◆ **Text provided**
┌──
By HAL WILLIAMS
THE UK government’s new package of measures to support businesses through to March 2021 has met with differing responses from the business world.
The measures come as winter approaches and after the introduction of further restrictions and rising Covid infection rates — and are not as generous as those introduced earlier in the year.
The furlough scheme will end on October 31, to be replaced with financial support for businesses with staff working reduced hours.
The Job Support Scheme will be available for businesses with staff working at least one third of their normal hours. The government will then top-up salaries by one third of the remaining two thirds, with another third due by the employer.
This results in employees working a third of their normal hours for 77 percent of their normal wage, with 22 percent funded by the government and 55 percent by the employer. The scheme is open to all SMEs and to larger businesses which can show a fall in turnover.
The scheme will start on November 1 and operate for six months. Accountant and financial adviser Kreston Reeves believes the devil will be in the detail. Corporate tax partner at Kreston Reeves, Andrew Wallis, said companies must decide whether they are prepared to pay a premium for an employee to work reduced hours in order to avoid the cost of making more long-term structural redundancies.
“The scheme will only be of benefit to employers where there is a genuine expectation that the roles will be required from May 2021,” he said.
The government has to date made available some £38bn in bounce-back loans to SMEs with repayment terms of up to six years. Now, repayment terms of those loans can be extended to up to 10 years, effectively halving monthly repayments. Businesses facing particularly acute cash flow challenges can opt to repay just the interest or defer repayment altogether for up to six months.
└──
◆ **Information given**
┌──
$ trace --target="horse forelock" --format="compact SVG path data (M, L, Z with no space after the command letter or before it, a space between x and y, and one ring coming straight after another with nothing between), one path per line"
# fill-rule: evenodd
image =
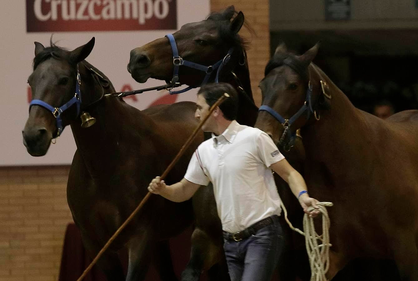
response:
M50 47L47 47L38 54L33 58L33 70L35 70L40 63L50 58L53 58L56 60L68 59L68 51L61 47L51 44Z
M292 68L304 81L308 81L308 68L306 65L300 61L296 56L285 53L275 54L269 61L264 69L264 76L267 76L274 68L283 65Z
M249 42L240 36L238 33L234 33L231 30L231 20L234 15L238 14L238 12L233 8L229 7L220 12L214 12L211 13L206 20L213 20L217 23L217 29L219 36L222 41L233 46L236 49L245 50ZM251 27L244 21L244 25L252 33L254 33Z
└──
◆ **Exercise prompt**
Reproduce the passage of the article above on the UK government's business support package verbatim, between "The measures come" and "in the year.", inclusive.

◆ **Task result**
The measures come as winter approaches and after the introduction of further restrictions and rising Covid infection rates — and are not as generous as those introduced earlier in the year.